=== SELECTED EXCERPT ===
Financially troubled lending platforms have fallen like a row of dominos. Toronto-based crypto broker Voyager Digital said Tuesday night that it filed for Chapter 11 bankruptcy under U.S. law in the Southern District Court of New York.
Voyager has been having a tough time since the bear market hit and the default of Three Arrow Capital (3AC). Hedge fund 3AC filed for bankruptcy under Chapter 15 of the U.S. Bankruptcy Code just last weekend.
Under Chapter 11, a debtor is allowed to maintain business management while restructuring and executing a repayment to the creditor within an acceptable schedule.
This form of bankruptcy is referred to as reorganization. In a word, Voyager is seeking bankruptcy protection that helps delay debt repayment.
During the period, Voyager will plan and implement a business restructure. If things go as planned and the recovery is successful, Voyager will escape bankruptcy, repay and stay in operation.
More Chaos With Voyager’s Failure
Sam Bank-Fried is the topic of discussion over the last few weeks due to his timely action to rescue the distressed crypto brokers.
Alameda Research Ventures LLC and Alameda Ventures Ltd. by Bankman-Fried are amongst over 100,000 creditors of Voyager. Added to the list is Google, according to the filing.
Rumors recently surfaced that there would be more companies following the failure of 3AC, following a separate statement of Sam Bank-Fried, FTX’s CEO.
=== SUPPLIED ENTRIES ===
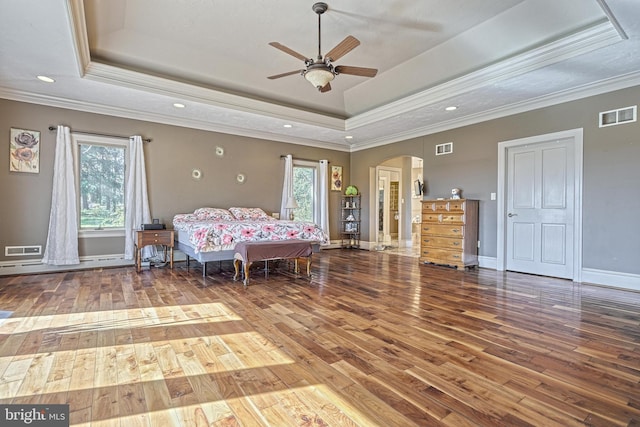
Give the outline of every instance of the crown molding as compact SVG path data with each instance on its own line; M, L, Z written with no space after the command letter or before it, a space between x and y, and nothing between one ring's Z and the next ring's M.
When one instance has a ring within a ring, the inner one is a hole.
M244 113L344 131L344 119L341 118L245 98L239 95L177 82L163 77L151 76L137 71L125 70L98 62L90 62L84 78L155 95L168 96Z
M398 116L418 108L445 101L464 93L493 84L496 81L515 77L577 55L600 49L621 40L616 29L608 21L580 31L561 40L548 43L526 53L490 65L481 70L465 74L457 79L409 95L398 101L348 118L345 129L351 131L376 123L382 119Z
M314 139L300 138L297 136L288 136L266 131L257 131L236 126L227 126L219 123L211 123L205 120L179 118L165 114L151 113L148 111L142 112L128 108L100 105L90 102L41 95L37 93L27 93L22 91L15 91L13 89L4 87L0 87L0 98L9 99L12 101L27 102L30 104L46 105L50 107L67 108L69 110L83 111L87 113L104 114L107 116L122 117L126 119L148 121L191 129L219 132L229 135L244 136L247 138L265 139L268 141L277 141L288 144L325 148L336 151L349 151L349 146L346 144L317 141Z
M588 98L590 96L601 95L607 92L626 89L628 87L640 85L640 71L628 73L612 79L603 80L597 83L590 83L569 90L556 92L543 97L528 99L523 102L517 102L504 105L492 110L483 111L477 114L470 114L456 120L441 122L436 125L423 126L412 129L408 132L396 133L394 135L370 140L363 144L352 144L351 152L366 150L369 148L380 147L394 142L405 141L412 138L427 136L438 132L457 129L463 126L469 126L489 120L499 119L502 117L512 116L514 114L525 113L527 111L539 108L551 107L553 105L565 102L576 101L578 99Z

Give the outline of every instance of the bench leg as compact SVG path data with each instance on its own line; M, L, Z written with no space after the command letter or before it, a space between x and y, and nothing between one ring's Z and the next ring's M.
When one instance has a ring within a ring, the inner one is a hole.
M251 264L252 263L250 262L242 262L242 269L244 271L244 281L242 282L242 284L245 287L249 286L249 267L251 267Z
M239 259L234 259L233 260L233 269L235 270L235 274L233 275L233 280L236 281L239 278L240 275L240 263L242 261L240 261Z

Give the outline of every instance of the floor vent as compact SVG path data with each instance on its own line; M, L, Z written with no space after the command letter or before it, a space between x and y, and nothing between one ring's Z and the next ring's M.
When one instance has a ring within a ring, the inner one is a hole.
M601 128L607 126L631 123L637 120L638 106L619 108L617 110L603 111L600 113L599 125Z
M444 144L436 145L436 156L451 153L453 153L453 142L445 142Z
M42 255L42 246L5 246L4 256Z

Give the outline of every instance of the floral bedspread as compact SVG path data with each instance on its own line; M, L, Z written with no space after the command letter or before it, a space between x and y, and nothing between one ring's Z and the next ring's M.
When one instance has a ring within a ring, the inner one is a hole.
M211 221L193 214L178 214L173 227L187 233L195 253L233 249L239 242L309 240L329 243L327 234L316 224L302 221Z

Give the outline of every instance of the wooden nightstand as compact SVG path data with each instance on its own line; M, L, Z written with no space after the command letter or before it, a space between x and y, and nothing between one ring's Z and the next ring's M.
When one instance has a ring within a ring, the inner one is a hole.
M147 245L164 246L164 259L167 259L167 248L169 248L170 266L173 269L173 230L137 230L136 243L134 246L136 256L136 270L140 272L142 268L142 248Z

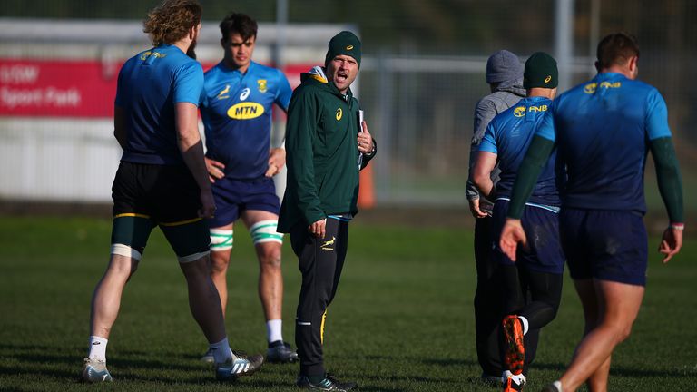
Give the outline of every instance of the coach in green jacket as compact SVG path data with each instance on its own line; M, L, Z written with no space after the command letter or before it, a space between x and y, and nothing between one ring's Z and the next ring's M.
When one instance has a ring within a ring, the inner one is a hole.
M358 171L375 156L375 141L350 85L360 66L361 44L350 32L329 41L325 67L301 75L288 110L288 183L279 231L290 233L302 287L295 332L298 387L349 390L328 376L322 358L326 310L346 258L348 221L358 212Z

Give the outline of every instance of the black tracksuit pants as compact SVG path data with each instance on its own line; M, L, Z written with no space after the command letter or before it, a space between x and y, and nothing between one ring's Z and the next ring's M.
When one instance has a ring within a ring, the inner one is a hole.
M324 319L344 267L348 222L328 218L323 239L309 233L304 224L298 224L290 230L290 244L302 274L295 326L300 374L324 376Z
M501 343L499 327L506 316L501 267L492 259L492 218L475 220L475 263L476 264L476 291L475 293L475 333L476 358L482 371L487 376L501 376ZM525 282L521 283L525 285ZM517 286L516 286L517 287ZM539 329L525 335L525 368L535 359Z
===
PROMPT 1 »
Decide whether each statement below agrees with the article on Voyager's bankruptcy filing. Answer yes or no for each and quote the words from the article that settle it.
(a) Voyager filed for Chapter 11 bankruptcy in the Southern District Court of New York.
(b) Three Arrow Capital filed for bankruptcy under Chapter 11.
(c) Under Chapter 11, a debtor must give up management of its business during restructuring.
PROMPT 2 »
Please write a continuation of the article on Voyager's bankruptcy filing, starting right after its final sentence.

OUTPUT 1 »
(a) Yes: "it filed for Chapter 11 bankruptcy under U.S. law in the Southern District Court of New York"
(b) No: "filed for bankruptcy under Chapter 15 of the U.S. Bankruptcy Code"
(c) No: "a debtor is allowed to maintain business management while restructuring"

OUTPUT 2 »
Prior to the move, Voyager Digital halted withdrawals, deposits, and trading activities on the platform, saying it was due to the market conditions.
By the end of last month, the company announced the insolvency of Three Arrows Capital after the hedge fund failed to repay a $650 million loan in the form of 15,250 Bitcoin and $350 million USDC stablecoin.
A majority of factors have contributed to this event, but 3AC’s insolvency is the key, according to Voyager CEO Steven Ehrlich.
Ehrlich said in a statement, “Customers with crypto in their account(s) will receive in exchange a combination of the crypto in their account(s), proceeds from the 3AC recovery, common shares in the newly reorganized Company, and Voyager tokens.”
End of Centralized Finance?
A series of catastrophic events associated with CeFi crypto lending companies, whether it’s out of expectation, is showing the biggest flaw of this type of system.
Earlier this week, crypto lender Vauld halted operations and restructured due to financial struggles caused by the sharp drop in cryptocurrencies. Vauld is also in talks with other companies for the process of acquisition.
Default and bankruptcy are on a larger scale since many other cryptocurrency exchanges revealed having a stressful time and being urged to conduct layoffs. Major firms like Coinbase, Gemini, BitMEX, OSL, Abra, and Bullish have cut their workforce amid the global crisis.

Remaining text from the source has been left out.